### HOW TO COMPLETE THIS TASK
Pictures aside, return all of the records exactly as they stand.

### PROVIDED ENTRIES
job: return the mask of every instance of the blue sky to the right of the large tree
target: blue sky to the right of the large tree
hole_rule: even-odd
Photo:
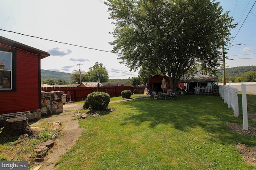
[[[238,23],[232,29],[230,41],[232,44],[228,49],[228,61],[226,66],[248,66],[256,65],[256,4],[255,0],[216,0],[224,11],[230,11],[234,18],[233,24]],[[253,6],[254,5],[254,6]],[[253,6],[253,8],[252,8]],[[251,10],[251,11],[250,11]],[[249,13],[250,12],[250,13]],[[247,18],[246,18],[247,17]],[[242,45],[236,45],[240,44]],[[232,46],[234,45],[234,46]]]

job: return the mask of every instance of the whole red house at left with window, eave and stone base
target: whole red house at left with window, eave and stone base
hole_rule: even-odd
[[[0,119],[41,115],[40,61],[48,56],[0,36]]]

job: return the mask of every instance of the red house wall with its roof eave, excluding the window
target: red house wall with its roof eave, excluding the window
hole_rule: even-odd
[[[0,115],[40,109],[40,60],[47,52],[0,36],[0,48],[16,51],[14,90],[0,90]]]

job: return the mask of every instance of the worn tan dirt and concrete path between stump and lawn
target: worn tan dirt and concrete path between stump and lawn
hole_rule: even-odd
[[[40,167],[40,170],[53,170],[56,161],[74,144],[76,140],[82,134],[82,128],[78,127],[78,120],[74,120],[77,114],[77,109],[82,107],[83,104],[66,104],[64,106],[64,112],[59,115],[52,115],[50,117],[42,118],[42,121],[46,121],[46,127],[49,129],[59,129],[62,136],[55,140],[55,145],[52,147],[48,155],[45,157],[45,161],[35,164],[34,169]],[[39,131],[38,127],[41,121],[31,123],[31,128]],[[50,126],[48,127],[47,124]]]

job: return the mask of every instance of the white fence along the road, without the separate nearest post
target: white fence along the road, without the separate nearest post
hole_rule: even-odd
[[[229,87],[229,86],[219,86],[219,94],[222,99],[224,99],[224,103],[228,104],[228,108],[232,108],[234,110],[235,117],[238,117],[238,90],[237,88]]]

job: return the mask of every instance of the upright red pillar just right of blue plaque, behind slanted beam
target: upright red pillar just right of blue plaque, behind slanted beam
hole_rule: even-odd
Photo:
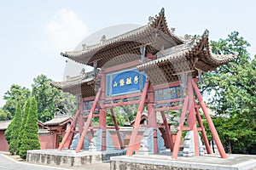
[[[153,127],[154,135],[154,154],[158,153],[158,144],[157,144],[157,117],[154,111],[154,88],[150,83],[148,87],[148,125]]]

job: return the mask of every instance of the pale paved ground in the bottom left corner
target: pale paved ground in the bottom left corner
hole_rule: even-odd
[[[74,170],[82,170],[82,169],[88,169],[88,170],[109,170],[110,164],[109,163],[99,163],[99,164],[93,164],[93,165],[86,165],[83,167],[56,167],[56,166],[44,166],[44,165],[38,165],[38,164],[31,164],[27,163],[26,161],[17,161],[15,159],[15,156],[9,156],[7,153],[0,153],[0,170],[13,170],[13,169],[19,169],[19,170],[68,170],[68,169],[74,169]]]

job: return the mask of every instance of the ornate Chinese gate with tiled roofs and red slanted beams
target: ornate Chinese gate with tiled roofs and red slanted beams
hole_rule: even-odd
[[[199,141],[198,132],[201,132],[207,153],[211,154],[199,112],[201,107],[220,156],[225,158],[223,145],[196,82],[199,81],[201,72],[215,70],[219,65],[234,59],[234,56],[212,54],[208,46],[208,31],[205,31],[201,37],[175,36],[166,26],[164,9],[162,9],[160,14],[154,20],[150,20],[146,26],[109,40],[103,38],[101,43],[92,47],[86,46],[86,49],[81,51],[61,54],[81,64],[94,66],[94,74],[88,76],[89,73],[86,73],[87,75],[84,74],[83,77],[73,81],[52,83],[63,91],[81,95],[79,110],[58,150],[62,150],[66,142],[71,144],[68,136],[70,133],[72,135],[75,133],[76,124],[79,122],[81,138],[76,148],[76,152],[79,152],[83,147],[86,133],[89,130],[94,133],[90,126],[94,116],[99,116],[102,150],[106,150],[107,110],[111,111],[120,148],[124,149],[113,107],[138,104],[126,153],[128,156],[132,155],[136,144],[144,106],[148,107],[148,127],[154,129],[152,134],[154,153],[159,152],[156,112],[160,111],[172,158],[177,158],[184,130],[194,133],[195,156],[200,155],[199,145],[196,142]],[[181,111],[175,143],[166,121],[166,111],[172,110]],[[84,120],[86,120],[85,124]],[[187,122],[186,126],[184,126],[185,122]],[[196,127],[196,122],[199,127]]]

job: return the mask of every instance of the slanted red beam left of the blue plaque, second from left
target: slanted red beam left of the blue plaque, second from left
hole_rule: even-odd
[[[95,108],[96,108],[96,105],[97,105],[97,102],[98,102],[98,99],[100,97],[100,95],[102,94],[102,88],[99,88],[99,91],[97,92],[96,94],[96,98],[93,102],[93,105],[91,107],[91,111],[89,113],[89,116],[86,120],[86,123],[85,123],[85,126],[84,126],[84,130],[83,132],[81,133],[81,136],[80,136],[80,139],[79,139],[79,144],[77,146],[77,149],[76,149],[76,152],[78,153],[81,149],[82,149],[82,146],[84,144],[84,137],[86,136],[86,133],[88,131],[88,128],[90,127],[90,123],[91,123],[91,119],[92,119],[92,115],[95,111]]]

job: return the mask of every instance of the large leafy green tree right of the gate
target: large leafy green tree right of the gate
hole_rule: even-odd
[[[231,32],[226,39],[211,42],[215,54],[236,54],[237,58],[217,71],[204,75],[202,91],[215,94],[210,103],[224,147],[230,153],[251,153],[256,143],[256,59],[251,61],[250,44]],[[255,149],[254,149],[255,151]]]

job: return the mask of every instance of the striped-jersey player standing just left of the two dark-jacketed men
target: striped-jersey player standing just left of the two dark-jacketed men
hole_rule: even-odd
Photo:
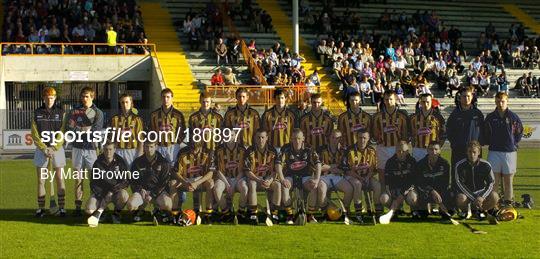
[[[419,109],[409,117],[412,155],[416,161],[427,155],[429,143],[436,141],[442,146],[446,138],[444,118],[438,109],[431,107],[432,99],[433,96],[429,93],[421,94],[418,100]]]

### EXPECTED ANSWER
job: return the mask of every instance of the blue sky to the right of the large tree
target: blue sky to the right of the large tree
hole_rule: even-odd
Photo:
[[[238,23],[232,29],[230,41],[232,44],[228,49],[228,61],[226,66],[248,66],[256,65],[256,4],[255,0],[216,0],[224,11],[230,11],[234,18],[233,24]],[[253,6],[254,5],[254,6]],[[253,6],[253,8],[252,8]],[[251,10],[251,11],[250,11]],[[249,13],[250,12],[250,13]],[[247,18],[246,18],[247,17]],[[242,45],[236,45],[240,44]],[[232,46],[234,45],[234,46]]]

job: return the mask of every instance of the whole red house at left with window, eave and stone base
target: whole red house at left with window, eave and stone base
hole_rule: even-odd
[[[0,119],[41,115],[40,61],[48,56],[0,36]]]

job: return the mask of every instance of the red house wall with its roof eave, excluding the window
target: red house wall with its roof eave, excluding the window
hole_rule: even-odd
[[[0,115],[40,109],[40,60],[47,52],[0,36],[0,48],[16,51],[14,90],[0,90]]]

job: return the mask of every instance of the worn tan dirt and concrete path between stump and lawn
target: worn tan dirt and concrete path between stump and lawn
hole_rule: even-odd
[[[40,167],[40,170],[53,170],[56,161],[74,144],[76,140],[82,134],[82,128],[78,127],[78,120],[74,120],[77,114],[77,109],[82,107],[83,104],[66,104],[64,106],[64,112],[59,115],[52,115],[50,117],[42,118],[42,121],[46,121],[46,127],[49,129],[59,129],[62,136],[55,140],[55,145],[52,147],[48,155],[45,157],[45,161],[35,164],[34,169]],[[39,131],[38,127],[41,121],[31,123],[31,128]],[[50,126],[48,127],[47,124]]]

job: return the mask of every instance of the white fence along the road, without the separate nearest post
target: white fence along the road, without the separate nearest post
hole_rule: even-odd
[[[229,87],[229,86],[219,86],[219,94],[222,99],[224,99],[224,103],[228,104],[228,108],[232,108],[234,110],[235,117],[238,117],[238,90],[237,88]]]

job: return the mask of every instance of the upright red pillar just right of blue plaque, behind slanted beam
target: upright red pillar just right of blue plaque, behind slanted beam
hole_rule: even-odd
Photo:
[[[153,127],[154,135],[154,154],[158,153],[158,144],[157,144],[157,117],[154,111],[154,88],[150,83],[148,87],[148,125]]]

job: return the mask of every instance of the pale paved ground in the bottom left corner
target: pale paved ground in the bottom left corner
hole_rule: even-odd
[[[74,170],[82,170],[82,169],[88,169],[88,170],[109,170],[110,164],[109,163],[99,163],[99,164],[93,164],[93,165],[86,165],[83,167],[56,167],[56,166],[44,166],[44,165],[38,165],[38,164],[31,164],[27,163],[26,161],[17,161],[15,159],[15,156],[9,156],[7,153],[0,153],[0,170],[13,170],[13,169],[19,169],[19,170],[68,170],[68,169],[74,169]]]

job: return the mask of every instance of the ornate Chinese gate with tiled roofs and red slanted beams
target: ornate Chinese gate with tiled roofs and red slanted beams
hole_rule: even-odd
[[[199,141],[198,132],[201,132],[207,153],[211,154],[199,112],[201,107],[220,156],[225,158],[223,145],[196,82],[199,81],[201,72],[215,70],[219,65],[234,59],[234,56],[212,54],[208,46],[208,31],[205,31],[201,37],[175,36],[166,26],[164,9],[162,9],[160,14],[154,20],[150,20],[146,26],[109,40],[103,38],[101,43],[92,47],[86,46],[86,49],[81,51],[61,54],[81,64],[94,66],[94,74],[88,76],[89,73],[86,73],[87,75],[84,74],[83,77],[73,81],[52,83],[63,91],[81,95],[79,110],[58,150],[62,150],[66,142],[71,144],[68,136],[70,133],[72,135],[75,133],[76,124],[79,122],[81,138],[76,148],[76,152],[79,152],[83,147],[86,133],[89,130],[94,133],[90,126],[94,116],[99,116],[102,150],[106,150],[107,110],[111,111],[120,148],[124,149],[113,107],[138,104],[126,153],[128,156],[132,155],[136,144],[144,106],[148,107],[148,127],[154,129],[152,134],[154,153],[159,152],[156,112],[160,111],[172,158],[177,158],[184,130],[194,133],[195,156],[200,155],[199,145],[196,142]],[[181,111],[175,143],[166,121],[166,111],[172,110]],[[84,120],[86,120],[85,124]],[[187,122],[186,126],[184,126],[185,122]],[[196,127],[196,122],[199,127]]]

job: return the mask of every instance of the slanted red beam left of the blue plaque, second from left
target: slanted red beam left of the blue plaque, second from left
hole_rule: even-odd
[[[95,108],[96,108],[96,105],[97,105],[97,102],[98,102],[98,99],[100,97],[100,95],[102,94],[102,88],[99,88],[99,91],[97,92],[96,94],[96,98],[93,102],[93,105],[91,107],[91,111],[89,113],[89,116],[86,120],[86,123],[85,123],[85,126],[84,126],[84,130],[83,132],[81,133],[81,136],[80,136],[80,139],[79,139],[79,144],[77,146],[77,149],[76,149],[76,152],[78,153],[81,149],[82,149],[82,146],[84,144],[84,137],[86,136],[86,133],[88,131],[88,128],[90,127],[90,123],[91,123],[91,119],[92,119],[92,115],[95,111]]]

job: return the mask of every instance of the large leafy green tree right of the gate
target: large leafy green tree right of the gate
hole_rule: even-odd
[[[231,32],[226,39],[211,42],[215,54],[236,54],[237,58],[217,71],[204,75],[202,91],[215,94],[210,103],[224,147],[230,153],[251,153],[256,143],[256,59],[251,61],[250,44]],[[255,149],[254,149],[255,151]]]

job: return the mask of every instance of the striped-jersey player standing just left of the two dark-jacketed men
target: striped-jersey player standing just left of the two dark-jacketed men
hole_rule: even-odd
Photo:
[[[419,109],[409,117],[412,155],[416,161],[427,155],[429,143],[436,141],[442,146],[446,138],[444,118],[438,109],[431,107],[432,99],[433,96],[429,93],[421,94],[418,100]]]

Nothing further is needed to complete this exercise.